▶ **Written task**
Reproduce every entry in the listing without alteration.
---+---
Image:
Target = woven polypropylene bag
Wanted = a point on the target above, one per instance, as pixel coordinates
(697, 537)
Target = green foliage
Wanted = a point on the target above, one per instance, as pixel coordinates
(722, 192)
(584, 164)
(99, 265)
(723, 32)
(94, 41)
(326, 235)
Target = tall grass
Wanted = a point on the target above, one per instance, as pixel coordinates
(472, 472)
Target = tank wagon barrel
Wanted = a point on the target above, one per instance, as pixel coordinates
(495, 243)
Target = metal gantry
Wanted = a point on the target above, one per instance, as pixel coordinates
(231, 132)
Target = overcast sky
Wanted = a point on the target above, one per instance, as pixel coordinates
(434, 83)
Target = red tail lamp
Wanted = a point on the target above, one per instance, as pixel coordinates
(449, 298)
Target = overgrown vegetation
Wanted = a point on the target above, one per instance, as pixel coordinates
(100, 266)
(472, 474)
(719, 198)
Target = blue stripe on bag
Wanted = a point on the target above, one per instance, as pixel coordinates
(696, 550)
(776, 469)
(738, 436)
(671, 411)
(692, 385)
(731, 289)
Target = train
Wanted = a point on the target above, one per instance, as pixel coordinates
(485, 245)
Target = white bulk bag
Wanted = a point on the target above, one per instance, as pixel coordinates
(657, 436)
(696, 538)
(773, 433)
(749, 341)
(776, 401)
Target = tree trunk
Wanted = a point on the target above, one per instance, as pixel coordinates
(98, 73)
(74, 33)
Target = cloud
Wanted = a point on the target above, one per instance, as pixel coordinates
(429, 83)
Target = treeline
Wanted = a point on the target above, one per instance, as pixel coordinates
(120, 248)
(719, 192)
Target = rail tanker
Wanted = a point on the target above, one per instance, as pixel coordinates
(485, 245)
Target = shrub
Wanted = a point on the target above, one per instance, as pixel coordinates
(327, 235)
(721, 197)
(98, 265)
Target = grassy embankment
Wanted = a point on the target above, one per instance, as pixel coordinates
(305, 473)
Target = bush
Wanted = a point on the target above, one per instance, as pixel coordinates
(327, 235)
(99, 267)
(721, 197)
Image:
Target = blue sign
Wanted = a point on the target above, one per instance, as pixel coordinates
---+---
▶ **Answer to this exercise**
Image:
Target = woven polypropylene bag
Wanted = a point on the target above, one per instance, as pixel coordinates
(697, 537)
Target = green foliage
Wanted = a point on the target above, one per instance, as pixel coordinates
(722, 192)
(584, 164)
(99, 265)
(723, 32)
(94, 41)
(326, 235)
Target = tall grass
Wanted = a point on the target above, one per instance, as pixel coordinates
(472, 472)
Target = tank wagon barrel
Wanted = a point on the target above, one per instance, as pixel coordinates
(495, 243)
Target = metal gantry
Wanted = a point on the target above, one per instance, as pixel coordinates
(231, 132)
Target = overcast sky
Wanted = a point on the target above, one per instance, as pixel coordinates
(434, 83)
Target = red tail lamp
Wanted = a point on the target above, one per instance, as pixel coordinates
(449, 298)
Target = overgrown vegetation
Wanted = a point on the target above, one per instance, as pixel coordinates
(100, 266)
(472, 474)
(719, 198)
Target = blue stripe on bag
Wanted = a point on the target above, one per instance, as pixel coordinates
(696, 550)
(776, 469)
(738, 436)
(671, 411)
(692, 385)
(731, 289)
Target = train
Wanted = a point on the target above, one per instance, as pixel coordinates
(485, 245)
Target = white bulk bag
Wanted = a point on the target above, one per instance, as pixel coordinates
(657, 436)
(696, 538)
(773, 433)
(749, 341)
(776, 401)
Target = tree trunk
Wanted = a point on the target above, one per instance, as pixel coordinates
(98, 73)
(74, 33)
Target = cloud
Wanted = a point on the target above, one per instance, as pixel coordinates
(429, 83)
Target = treeline
Wanted = a point on the target above, one per instance, as pixel coordinates
(120, 248)
(719, 192)
Target = rail tanker
Wanted = a point on the target above, one per instance, as pixel coordinates
(485, 245)
Target = shrub
Wanted = a point on the target above, one per instance, as pixel coordinates
(327, 235)
(721, 197)
(98, 265)
Target = grassy embankment
Wanted = a point on the target above, one per instance, as pixel coordinates
(305, 473)
Target = bush
Wanted = a point on the target above, one per instance, as pixel coordinates
(327, 235)
(99, 267)
(721, 197)
Image:
Target = blue sign
Wanted = a point on the target above, one per instance, as pixel coordinates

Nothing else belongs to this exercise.